» **WHAT NEEDS TO BE DONE**
Retype, word for word, the portion of the forum discussion that begins with the words containing "Well, I've fired" and ends with "had a bad day.".

═════ QUOTED PASSAGE ═════

Well, I've fired off a few sharp comments myself in the past. I'm trying to reform. 

It seems strange, but words can really hurt because we can't see the person we're talking to, and we have no "background" about what kind of day he or she has had.

The same discussion that makes me smile on night might make me totally frustrated on another, if I've had a bad day.


----------



## tchev

I had a initial question. This thread has brought a brilliant answer to my question: what I was looking for does not exist.

I was _initialy _ using Various+Miscellaneous but, thanks to the valuable contributions of everyone in this thread, I have changed my mind for the _usual _ Others+Miscellaneous. Not a big move, especially when you don't know the context, but I'm quite satisfied with it though. Usual does not mean initial.

At the same time, I've learned many alternative expressions that I may use later and/or in other situations.
And, last but not least, I have clarified the usage of "random" in my mind (which is a word I use very often in a specific professional context).

For this, thank you so very much!! You helped me a lot.
I am very VERY grateful to all of you for whom helping is no bother.

And I'm actually interested, not by Krimkrams really  but... by "junk" you just mentioned. I also see that "scraps" can be a sysnonym...


----------



## gaer

tchev said:
			
		

> And I'm actually interested, not by Krimkrams really  but... by "junk" you just mentioned. I also see that "scraps" can be a sysnonym...


 
It's quite amazing how these discussion evolve. I wonder how many people feel as I do, that if I had it "all to over again", I'd spend my life exploring languages. I did not even know I was interested in them when I was young. Strange!


----------



## Kat LaQ

OK, slightly more than 2 years later, but I happened to be looking up "vrac". For the sense of "messy miscellany", I propose "odds and ends".

Better late than never .


----------

═════ DATA EXTRACT ═════

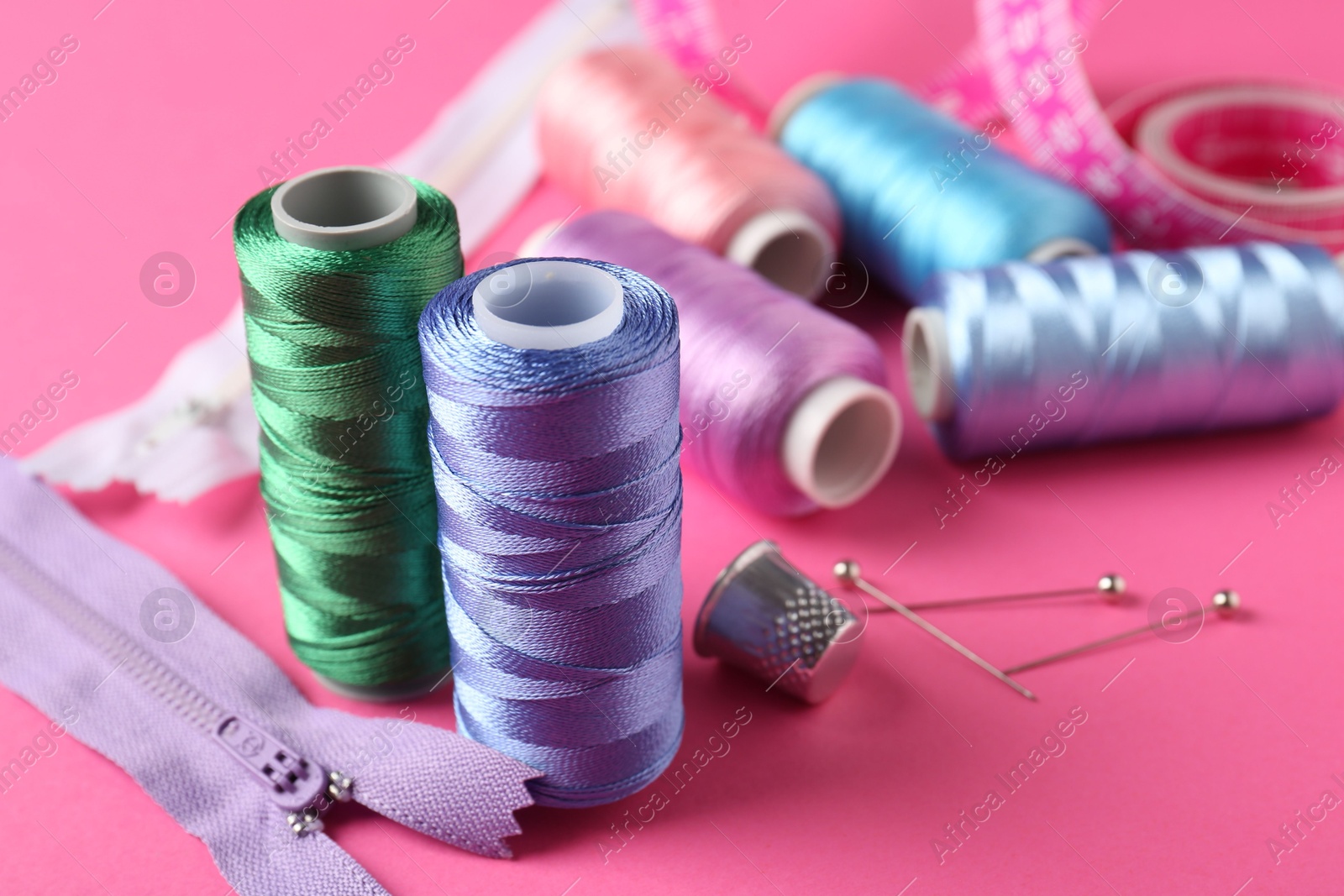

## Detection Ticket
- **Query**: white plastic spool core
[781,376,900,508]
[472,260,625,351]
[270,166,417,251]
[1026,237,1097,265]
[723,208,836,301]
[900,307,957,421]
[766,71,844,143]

═════
═════ DATA EXTRACT ═════

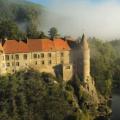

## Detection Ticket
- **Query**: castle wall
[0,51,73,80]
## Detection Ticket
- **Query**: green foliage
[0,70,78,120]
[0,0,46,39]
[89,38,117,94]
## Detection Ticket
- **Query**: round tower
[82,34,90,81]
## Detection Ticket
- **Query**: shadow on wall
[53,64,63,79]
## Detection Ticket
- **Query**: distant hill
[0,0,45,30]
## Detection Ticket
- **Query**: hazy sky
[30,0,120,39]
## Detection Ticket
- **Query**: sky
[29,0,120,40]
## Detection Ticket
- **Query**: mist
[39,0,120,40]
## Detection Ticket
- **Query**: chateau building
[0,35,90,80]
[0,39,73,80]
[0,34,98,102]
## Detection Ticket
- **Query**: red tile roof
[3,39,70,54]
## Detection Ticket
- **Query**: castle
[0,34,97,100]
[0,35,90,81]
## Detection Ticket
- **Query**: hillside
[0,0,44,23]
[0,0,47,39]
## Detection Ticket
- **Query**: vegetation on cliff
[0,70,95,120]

═════

» **SOLUTION**
Well, I've fired off a few sharp comments myself in the past. I'm trying to reform. 

It seems strange, but words can really hurt because we can't see the person we're talking to, and we have no "background" about what kind of day he or she has had.

The same discussion that makes me smile on night might make me totally frustrated on another, if I've had a bad day.